Text provided start

National Historic Landmarks in Indiana represent Indiana's history from the Native American era to its early European settlers and motor racing. There are 43 National Historic Landmarks (NHLs) in the state, which are located in 23 of its 92 counties. They illustrate the state's industrial and architectural heritage, as well as battles, circuses, education, and several other topics. One of the NHLs in the state has military significance, fourteen are significant examples of different architectural styles, nine are associated with significant historical figures, and one is an archaeological site. Two NHL properties, both ships that were formerly located in Indiana, were later moved to another state.

The National Historic Landmark Program is administered by the National Park Service, a branch of the Department of the Interior. The National Park Service determines which properties meet NHL criteria and makes nomination recommendations after an owner notification process. The Secretary of the Interior reviews nominations and, based on a set of predetermined criteria, makes a decision on NHL designation or a determination of eligibility for designation. Both public and privately owned properties can be designated as NHLs. This designation provides indirect, partial protection of the historic integrity of the properties via tax incentives, grants, monitoring of threats, and other means. Owners may object to the nomination of the property as a NHL. When this is the case the Secretary of the Interior can only designate a site as eligible for designation.

Text provided end

### Written request 1
Answer these questions from the text on National Historic Landmarks in Indiana:
(a) How many National Historic Landmarks does Indiana have, and in how many of its counties are they located?
(b) Which agency administers the National Historic Landmark Program?
(c) When an owner objects to a nomination, what is the only action the Secretary of the Interior can take?
### Written request 2
Take the text on National Historic Landmarks in Indiana further, continuing after its final sentence.

Dataset content start

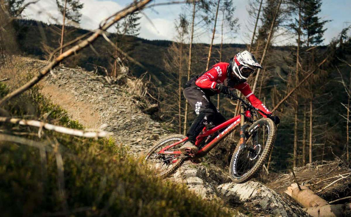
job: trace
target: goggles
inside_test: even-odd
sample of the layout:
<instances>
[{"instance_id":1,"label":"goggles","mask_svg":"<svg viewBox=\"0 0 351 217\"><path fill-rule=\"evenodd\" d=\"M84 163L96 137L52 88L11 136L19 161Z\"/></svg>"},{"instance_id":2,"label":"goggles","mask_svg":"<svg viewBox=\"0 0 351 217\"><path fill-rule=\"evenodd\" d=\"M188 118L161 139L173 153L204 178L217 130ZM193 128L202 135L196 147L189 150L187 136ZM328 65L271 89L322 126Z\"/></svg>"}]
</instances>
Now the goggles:
<instances>
[{"instance_id":1,"label":"goggles","mask_svg":"<svg viewBox=\"0 0 351 217\"><path fill-rule=\"evenodd\" d=\"M241 75L246 78L249 77L249 75L254 71L254 70L244 66L240 66L239 67Z\"/></svg>"}]
</instances>

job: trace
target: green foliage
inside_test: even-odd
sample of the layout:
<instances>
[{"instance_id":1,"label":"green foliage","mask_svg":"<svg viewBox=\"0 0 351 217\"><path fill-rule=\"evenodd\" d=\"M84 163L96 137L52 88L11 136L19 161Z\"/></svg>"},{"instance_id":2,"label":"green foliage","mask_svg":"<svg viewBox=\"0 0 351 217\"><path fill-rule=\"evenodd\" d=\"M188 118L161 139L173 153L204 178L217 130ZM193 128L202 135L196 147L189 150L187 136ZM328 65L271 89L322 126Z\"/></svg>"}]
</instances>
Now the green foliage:
<instances>
[{"instance_id":1,"label":"green foliage","mask_svg":"<svg viewBox=\"0 0 351 217\"><path fill-rule=\"evenodd\" d=\"M56 4L62 15L65 14L67 19L79 23L82 17L80 11L83 8L84 4L80 3L79 0L56 0Z\"/></svg>"},{"instance_id":2,"label":"green foliage","mask_svg":"<svg viewBox=\"0 0 351 217\"><path fill-rule=\"evenodd\" d=\"M307 36L306 43L309 45L320 44L323 41L323 35L326 29L324 24L330 20L321 21L318 14L322 5L321 0L307 0L302 1L302 23L305 34Z\"/></svg>"},{"instance_id":3,"label":"green foliage","mask_svg":"<svg viewBox=\"0 0 351 217\"><path fill-rule=\"evenodd\" d=\"M141 18L139 13L137 12L128 15L121 21L117 22L116 24L117 33L137 36L140 28L139 20Z\"/></svg>"},{"instance_id":4,"label":"green foliage","mask_svg":"<svg viewBox=\"0 0 351 217\"><path fill-rule=\"evenodd\" d=\"M5 84L0 83L0 97L3 97L9 92Z\"/></svg>"},{"instance_id":5,"label":"green foliage","mask_svg":"<svg viewBox=\"0 0 351 217\"><path fill-rule=\"evenodd\" d=\"M21 9L24 1L25 0L5 0L4 6L7 8L11 15L17 17L22 12Z\"/></svg>"},{"instance_id":6,"label":"green foliage","mask_svg":"<svg viewBox=\"0 0 351 217\"><path fill-rule=\"evenodd\" d=\"M0 85L0 95L8 91ZM46 114L48 122L82 128L78 122L69 120L66 111L39 93L38 88L23 95L34 107L35 112L30 114L35 115L33 118ZM12 103L7 107L16 106ZM23 106L17 108L20 111L16 113L28 114ZM2 125L0 129L7 132L13 126ZM32 134L37 130L17 127L8 133L28 133L22 136L46 147L44 156L36 147L0 142L0 209L3 216L230 215L185 186L153 177L148 167L129 156L127 149L117 145L112 138L82 138L44 130L39 139ZM63 177L58 169L61 156ZM64 186L59 184L61 181Z\"/></svg>"}]
</instances>

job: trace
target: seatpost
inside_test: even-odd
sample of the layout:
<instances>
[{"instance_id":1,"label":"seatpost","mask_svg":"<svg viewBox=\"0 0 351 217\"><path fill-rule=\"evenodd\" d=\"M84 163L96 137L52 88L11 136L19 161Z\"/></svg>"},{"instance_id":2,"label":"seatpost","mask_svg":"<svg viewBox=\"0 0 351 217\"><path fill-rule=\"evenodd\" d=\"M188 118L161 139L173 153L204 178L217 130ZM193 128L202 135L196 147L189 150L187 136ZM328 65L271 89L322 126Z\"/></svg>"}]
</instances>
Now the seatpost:
<instances>
[{"instance_id":1,"label":"seatpost","mask_svg":"<svg viewBox=\"0 0 351 217\"><path fill-rule=\"evenodd\" d=\"M240 108L240 149L245 147L245 114L244 113L244 105L241 104Z\"/></svg>"}]
</instances>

Dataset content end

### Written reply 1
(a) Indiana has 43 National Historic Landmarks, located in 23 of its 92 counties.
(b) The National Park Service, a branch of the Department of the Interior, administers it.
(c) The Secretary can only designate the site as eligible for designation.

### Written reply 2
All NHLs are also included on the National Register of Historic Places (NRHP), a list of historic properties that the National Park Service deems to be worthy of preservation. The primary difference between a NHL and a NRHP listing is that the NHLs are determined to have national significance, while other NRHP properties are deemed significant at the local or state level. The NHLs in Indiana comprise approximately 2% of the 1,656 properties and districts listed on the National Register of Historic Places in Indiana as of December 2009.  The landmarks are among the most important nationally recognized historic sites in the state; the George Rogers Clark National Historical Park is one other site that has high designation by the Federal government.

Marion County, the location of the state capital Indianapolis, has the most NHLs, with ten, followed by Bartholomew County with seven and Jefferson County with four. Twenty counties have one, while the other 69 counties of Indiana have none. Indiana's first NHL was designated on October 9, 1960. Architects who designed multiple Indiana NHLs are Francis Costigan, William Dentzel, and Eero Saarinen.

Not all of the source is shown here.